*指示事項*:
A. 取得費加算の特例を説明する文章では、譲渡所得はどのような金額とされていますか。
B. 取得費加算の特例を扱った文章の末尾に続く部分を書いてください。

*提示文*:
--------------------------------------------------

取得費加算の特例とは、相続した不動産を売った際に、譲渡所得税を減らす制度です。
ここからは、取得費加算の特例の概要や、適用を受けるための要件について解説します。

取得費加算の特例とは

譲渡所得税の計算の基礎となる取得費に、相続税額のうちの一定額をプラスすることによって、譲渡所得税を減らす制度です。
相続した不動産の売却で利益(譲渡所得)が出た場合は、譲渡所得に税率を掛けた譲渡所得税がかかります。
譲渡所得とは、売却で得られた収入金額から、財産を手に入れるために支払った取得費や、売却にかかった譲渡費用を引いた金額です。
取得費加算の特例を利用すると、相続税額のうちの一定額を取得費に足すことができます。
取得費が増えることによって譲渡所得は減るため、譲渡所得税の負担が軽くなる仕組みです。

適用要件

取得費加算の特例を利用するためには、以下の3つの要件を満たさなければなりません。

  • 相続や遺贈によって財産を取得していること
  • 財産を取得した方に相続税が課税されていること
  • 相続開始の翌日から相続税申告期限の翌日以後3年が経過する日までに売却していること

それぞれの要件について解説します。

--------------------------------------------------

*データ抜粋*:

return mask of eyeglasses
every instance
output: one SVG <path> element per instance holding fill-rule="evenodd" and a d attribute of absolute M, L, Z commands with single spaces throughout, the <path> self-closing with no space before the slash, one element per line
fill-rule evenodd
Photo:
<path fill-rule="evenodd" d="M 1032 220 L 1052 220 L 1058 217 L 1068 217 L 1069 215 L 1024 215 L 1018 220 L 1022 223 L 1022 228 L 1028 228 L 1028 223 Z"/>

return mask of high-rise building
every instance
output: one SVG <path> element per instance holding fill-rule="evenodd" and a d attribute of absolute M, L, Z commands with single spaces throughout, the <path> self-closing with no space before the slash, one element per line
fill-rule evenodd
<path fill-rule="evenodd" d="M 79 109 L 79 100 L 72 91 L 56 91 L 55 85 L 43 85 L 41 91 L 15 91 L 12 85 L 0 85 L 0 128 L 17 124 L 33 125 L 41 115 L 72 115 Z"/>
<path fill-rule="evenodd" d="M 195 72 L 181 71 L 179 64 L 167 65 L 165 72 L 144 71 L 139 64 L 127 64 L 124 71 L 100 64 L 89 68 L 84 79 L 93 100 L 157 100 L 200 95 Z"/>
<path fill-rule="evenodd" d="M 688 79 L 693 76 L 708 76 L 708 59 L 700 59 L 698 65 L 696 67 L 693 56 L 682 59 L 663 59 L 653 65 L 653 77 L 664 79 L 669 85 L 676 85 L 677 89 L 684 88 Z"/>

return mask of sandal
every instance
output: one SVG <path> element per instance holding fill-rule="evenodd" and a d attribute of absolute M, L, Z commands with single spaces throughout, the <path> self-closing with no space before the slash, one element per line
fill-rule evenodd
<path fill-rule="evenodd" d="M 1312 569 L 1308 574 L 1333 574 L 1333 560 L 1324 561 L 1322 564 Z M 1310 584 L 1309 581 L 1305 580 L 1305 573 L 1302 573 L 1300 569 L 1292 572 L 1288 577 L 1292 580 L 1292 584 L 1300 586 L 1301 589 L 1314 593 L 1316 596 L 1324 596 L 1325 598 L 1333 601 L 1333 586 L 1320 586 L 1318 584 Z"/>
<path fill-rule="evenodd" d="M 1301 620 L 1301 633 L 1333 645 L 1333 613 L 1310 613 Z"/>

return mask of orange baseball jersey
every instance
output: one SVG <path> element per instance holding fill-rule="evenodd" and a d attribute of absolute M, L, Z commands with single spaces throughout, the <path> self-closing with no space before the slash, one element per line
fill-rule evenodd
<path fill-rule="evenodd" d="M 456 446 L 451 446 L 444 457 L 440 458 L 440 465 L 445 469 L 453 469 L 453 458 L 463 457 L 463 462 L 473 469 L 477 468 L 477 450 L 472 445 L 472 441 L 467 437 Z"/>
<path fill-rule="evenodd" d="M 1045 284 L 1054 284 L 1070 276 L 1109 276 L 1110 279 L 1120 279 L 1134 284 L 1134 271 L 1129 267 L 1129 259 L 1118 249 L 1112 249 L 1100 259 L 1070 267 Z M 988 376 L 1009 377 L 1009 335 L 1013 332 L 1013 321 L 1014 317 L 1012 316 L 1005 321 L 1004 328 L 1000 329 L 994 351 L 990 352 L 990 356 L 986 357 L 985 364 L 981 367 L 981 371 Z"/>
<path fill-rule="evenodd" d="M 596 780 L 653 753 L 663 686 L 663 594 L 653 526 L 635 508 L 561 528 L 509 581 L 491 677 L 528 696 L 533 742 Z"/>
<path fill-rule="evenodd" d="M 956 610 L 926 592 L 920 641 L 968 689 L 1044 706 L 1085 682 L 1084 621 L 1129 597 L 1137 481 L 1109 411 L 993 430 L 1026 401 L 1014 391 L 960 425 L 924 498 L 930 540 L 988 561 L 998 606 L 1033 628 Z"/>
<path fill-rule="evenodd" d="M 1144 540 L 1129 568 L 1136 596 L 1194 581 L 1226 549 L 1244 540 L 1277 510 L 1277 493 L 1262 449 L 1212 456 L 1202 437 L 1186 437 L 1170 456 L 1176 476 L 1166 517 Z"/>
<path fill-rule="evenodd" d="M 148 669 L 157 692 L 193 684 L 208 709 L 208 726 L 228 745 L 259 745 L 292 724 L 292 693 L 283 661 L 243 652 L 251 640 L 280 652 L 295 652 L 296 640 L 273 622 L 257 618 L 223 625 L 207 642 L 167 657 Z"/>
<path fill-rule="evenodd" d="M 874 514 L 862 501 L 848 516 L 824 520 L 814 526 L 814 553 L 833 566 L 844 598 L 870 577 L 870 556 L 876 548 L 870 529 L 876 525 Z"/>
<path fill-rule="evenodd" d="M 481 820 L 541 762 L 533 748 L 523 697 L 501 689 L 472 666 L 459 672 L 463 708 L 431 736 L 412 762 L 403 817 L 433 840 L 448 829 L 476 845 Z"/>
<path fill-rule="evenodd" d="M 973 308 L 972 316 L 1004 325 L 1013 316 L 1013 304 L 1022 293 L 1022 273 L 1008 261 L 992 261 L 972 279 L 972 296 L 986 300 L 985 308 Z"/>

--------------------------------------------------

*演習の解答*:
A. 売却で得られた収入金額から、財産を手に入れるために支払った取得費と、売却にかかった譲渡費用を差し引いた金額です。

B.
1.相続や遺贈によって財産を取得していること
遺贈とは、遺言の内容にしたがって無償で財産を引き継ぐ方法です。
法定相続人しか財産を引き継げない相続とは異なり、遺贈であれば相続の対象とならない方でも財産を引き継げます。
生前贈与は適用の対象外ですが、相続時精算課税制度を利用した場合は適用対象です。
相続時精算課税制度については、のちほど解説します。
2.財産を取得した方に相続税が課税されていること
取得費加算の特例を利用する方は、相続税を納めていることが大前提になります。
取得費に加算できる金額は、支払った相続税額をベースとして算出されるからです。
財産を相続した場合でも、相続税を支払っていない場合は利用できません。
3.相続開始の翌日から相続税申告期限の翌日以後3年以内に売却していること
取得費加算の特例は、短期間で相続税と譲渡所得税を納めなくてはならない方の負担軽減を目的としています。
そのため、財産の売却期限にも気を付けなくてはなりません。
相続税の申告期限は、基本的に相続開始日の翌日から10か月です。
したがって、相続開始の翌日から3年10か月以内に売れないと時間切れとなってしまいます。

取得費加算の特例の計算式

取得費に加算する相続税額の計算式は、以下のとおりです。
相続税額×{財産の相続税評価額/(取得財産の価額)+(相続時精算課税適用財産の価額)+(純資産価額に加算される暦年課税分の贈与財産の価額)}
複数の不動産が対象となる場合は合算せず、それぞれの不動産に対して計算が必要です。
計算結果が特例適用前の譲渡所得の金額を超える場合は、譲渡所得相当額を取得費にプラスします。

手続きと必要書類

取得費加算の特例を利用する場合は、確定申告の手続きが必要になるので、忘れないようにしましょう。
確定申告の際は、以下の必要書類もあわせて提出してください。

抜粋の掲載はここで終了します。